● TASK DESCRIPTION
Copy every record word for word.

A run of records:
+ + + + + + +

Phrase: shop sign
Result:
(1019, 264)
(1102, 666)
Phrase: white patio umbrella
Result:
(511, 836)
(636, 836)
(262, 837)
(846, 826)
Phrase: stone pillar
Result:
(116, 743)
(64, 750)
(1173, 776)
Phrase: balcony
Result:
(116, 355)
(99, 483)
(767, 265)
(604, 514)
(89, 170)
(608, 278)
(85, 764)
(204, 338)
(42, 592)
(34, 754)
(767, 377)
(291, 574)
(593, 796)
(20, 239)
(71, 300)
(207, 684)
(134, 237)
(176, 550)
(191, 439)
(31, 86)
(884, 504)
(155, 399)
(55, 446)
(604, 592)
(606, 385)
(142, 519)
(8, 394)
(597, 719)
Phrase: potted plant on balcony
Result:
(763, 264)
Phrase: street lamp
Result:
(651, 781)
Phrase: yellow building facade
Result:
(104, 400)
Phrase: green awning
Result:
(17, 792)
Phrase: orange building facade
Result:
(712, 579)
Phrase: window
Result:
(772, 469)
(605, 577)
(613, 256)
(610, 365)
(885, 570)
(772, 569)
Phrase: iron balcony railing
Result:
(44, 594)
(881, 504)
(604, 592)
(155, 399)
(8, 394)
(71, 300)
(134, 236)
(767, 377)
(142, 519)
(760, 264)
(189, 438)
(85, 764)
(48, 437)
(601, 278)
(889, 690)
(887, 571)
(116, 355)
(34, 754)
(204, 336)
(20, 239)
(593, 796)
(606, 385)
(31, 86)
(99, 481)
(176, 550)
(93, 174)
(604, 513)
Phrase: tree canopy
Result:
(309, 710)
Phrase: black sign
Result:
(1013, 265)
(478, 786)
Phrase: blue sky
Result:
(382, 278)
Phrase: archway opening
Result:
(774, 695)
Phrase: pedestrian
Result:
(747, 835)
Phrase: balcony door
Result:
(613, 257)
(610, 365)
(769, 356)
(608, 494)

+ + + + + + +

● EXERCISE ANSWER
Phrase: shop sign
Result:
(1019, 264)
(1102, 666)
Phrase: white patio umbrella
Result:
(511, 836)
(636, 836)
(262, 837)
(846, 826)
Phrase: stone pillar
Result:
(116, 743)
(64, 750)
(1173, 776)
Phrase: balcony
Result:
(116, 355)
(99, 483)
(767, 265)
(604, 514)
(89, 170)
(608, 278)
(85, 764)
(204, 338)
(42, 592)
(34, 754)
(767, 377)
(291, 574)
(593, 796)
(20, 239)
(71, 300)
(207, 684)
(134, 237)
(176, 550)
(191, 439)
(31, 86)
(884, 504)
(155, 399)
(55, 446)
(604, 592)
(606, 385)
(142, 519)
(8, 394)
(597, 719)
Phrase: potted plant on balcony
Result:
(763, 264)
Phrase: street lamp
Result:
(651, 781)
Phrase: yellow building facade
Result:
(104, 400)
Phrase: green awning
Result:
(17, 792)
Phrase: orange building facade
Result:
(712, 579)
Phrase: window
Result:
(772, 469)
(605, 577)
(613, 256)
(610, 365)
(885, 570)
(772, 569)
Phrase: iron balcony railing
Result:
(44, 594)
(881, 504)
(604, 592)
(155, 399)
(8, 394)
(71, 300)
(134, 236)
(767, 377)
(142, 519)
(760, 264)
(189, 438)
(85, 764)
(48, 437)
(601, 278)
(889, 690)
(887, 571)
(116, 355)
(34, 754)
(204, 336)
(20, 239)
(593, 796)
(606, 385)
(31, 86)
(99, 481)
(176, 550)
(93, 174)
(604, 513)
Phrase: tree canopy
Result:
(309, 710)
Phrase: black sign
Result:
(1013, 265)
(478, 786)
Phrase: blue sky
Result:
(382, 278)
Phrase: archway opening
Result:
(774, 695)
Phrase: pedestrian
Result:
(747, 835)
Phrase: balcony door
Result:
(613, 257)
(610, 365)
(769, 356)
(608, 494)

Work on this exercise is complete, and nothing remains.